─── Records supplied ───

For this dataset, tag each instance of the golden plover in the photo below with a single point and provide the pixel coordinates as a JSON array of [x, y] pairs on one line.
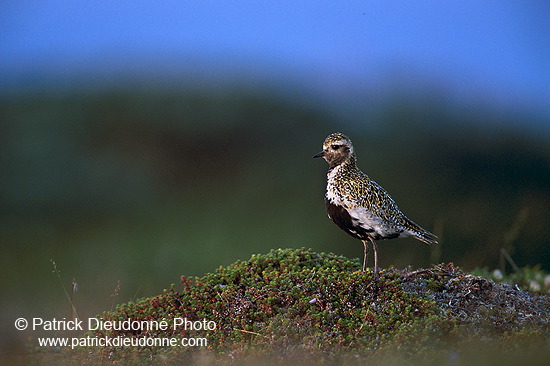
[[358, 205]]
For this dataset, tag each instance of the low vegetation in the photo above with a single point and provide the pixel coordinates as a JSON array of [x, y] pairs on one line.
[[299, 305]]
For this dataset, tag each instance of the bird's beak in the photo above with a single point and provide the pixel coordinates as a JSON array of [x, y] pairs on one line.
[[319, 155]]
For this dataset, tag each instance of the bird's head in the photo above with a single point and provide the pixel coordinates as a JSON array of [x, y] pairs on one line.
[[337, 149]]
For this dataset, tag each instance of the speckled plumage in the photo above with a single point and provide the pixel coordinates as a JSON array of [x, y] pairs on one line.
[[359, 205]]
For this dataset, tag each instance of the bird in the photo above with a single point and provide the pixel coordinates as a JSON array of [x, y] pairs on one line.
[[359, 205]]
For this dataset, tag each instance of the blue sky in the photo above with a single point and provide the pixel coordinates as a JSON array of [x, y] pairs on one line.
[[491, 50]]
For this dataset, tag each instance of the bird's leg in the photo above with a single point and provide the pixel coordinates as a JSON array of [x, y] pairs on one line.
[[375, 248], [365, 254]]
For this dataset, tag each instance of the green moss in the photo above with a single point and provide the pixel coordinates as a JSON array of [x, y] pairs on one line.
[[321, 307]]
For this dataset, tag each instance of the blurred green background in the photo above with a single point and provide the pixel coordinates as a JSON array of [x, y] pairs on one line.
[[139, 143], [143, 185]]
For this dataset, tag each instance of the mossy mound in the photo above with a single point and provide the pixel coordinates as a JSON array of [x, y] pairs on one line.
[[320, 307]]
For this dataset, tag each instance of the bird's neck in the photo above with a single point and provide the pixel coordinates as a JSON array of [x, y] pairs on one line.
[[349, 164]]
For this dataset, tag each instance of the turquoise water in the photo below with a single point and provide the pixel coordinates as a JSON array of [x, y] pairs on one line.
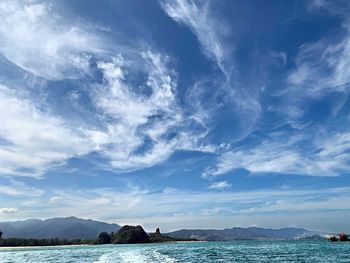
[[237, 251]]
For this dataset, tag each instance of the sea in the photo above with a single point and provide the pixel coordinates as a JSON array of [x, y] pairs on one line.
[[235, 251]]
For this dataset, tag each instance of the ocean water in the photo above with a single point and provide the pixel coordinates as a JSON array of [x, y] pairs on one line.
[[236, 251]]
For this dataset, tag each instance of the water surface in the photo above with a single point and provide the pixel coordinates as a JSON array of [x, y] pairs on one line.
[[236, 251]]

───

§ The task: Each record above must be retyped exactly, minus its pictures.

§ Answer space:
For this dataset, tag each instance of the golden plover in the photo below with a single point and provide the pixel coordinates as a JSON array of [x, y] pairs on one line.
[[358, 205]]
For this dataset, tag each instance of the low vegetation in the photo above with a single point and provide the pixel coordinates as a JSON array of [x, y] pairs on one line.
[[299, 305]]
For this dataset, tag each instance of the bird's beak in the photo above with a single point and provide the pixel coordinates as a JSON array of [x, y] pairs on one line.
[[319, 155]]
For this dataset, tag each instance of the bird's head in the photo above with a single point and provide the pixel coordinates as a JSON array of [x, y] pairs on one line.
[[337, 149]]
For this dataset, tag each instance of the speckled plumage in the photo above with a single point and provide the pixel coordinates as a JSON array of [x, y] pairs on one line.
[[359, 205]]
For this dataset, tag each instance of the bird in the photo above with a single point and provide the pixel coordinates as a JSON array of [x, y] pairs on one line.
[[359, 205]]
For this dataset, tag each instance of the blue sky in the photo above with a single point and provide the pixel coordinates as a JSON array of [x, y] pairs on one line.
[[491, 50]]
For this dataset, tag each instance of the bird's leg in the photo above with a single point and provide the pixel coordinates as a JSON array of [x, y] pairs on one line.
[[375, 248], [365, 254]]
For this dataset, tag each instance of the green moss in the photo above with a single point and provide the pixel coordinates as a JSON array of [x, y] pairs on one line.
[[321, 307]]
For this dataset, tag each instance of the blurred green background in the photo above with a single point and provide the pixel coordinates as a JSON array of [x, y] pairs on one line.
[[139, 143], [143, 185]]
For this dataset, tag each instance of the mossy mound in the photo above with a single point and provide the pixel coordinates as a JSON array of [x, y] pairs on one line.
[[320, 307]]
For this dataset, tag each instance of the bird's neck in the photo above with a single point and provide the pixel coordinates as a JSON array of [x, y] pairs on one line.
[[349, 164]]
For this dataset, tag each instance of the turquoise water in the photo below with a single point and provide the pixel coordinates as a JSON array of [x, y] pairs on one line.
[[237, 251]]
For this dataset, tag each instance of the sea in the photo above with a single point and provide the pixel coordinates as a JSON array of [x, y] pairs on one line.
[[235, 251]]
For this dataset, tag each instance of the ocean water in the photo above with a single point and provide the pixel coordinates as a JSON array of [x, y] pairs on one line.
[[236, 251]]
For this dataset, tag each instance of the water surface in the photo above with a single point and provide the pixel coordinates as a JSON array of [x, y] pairs on one line.
[[236, 251]]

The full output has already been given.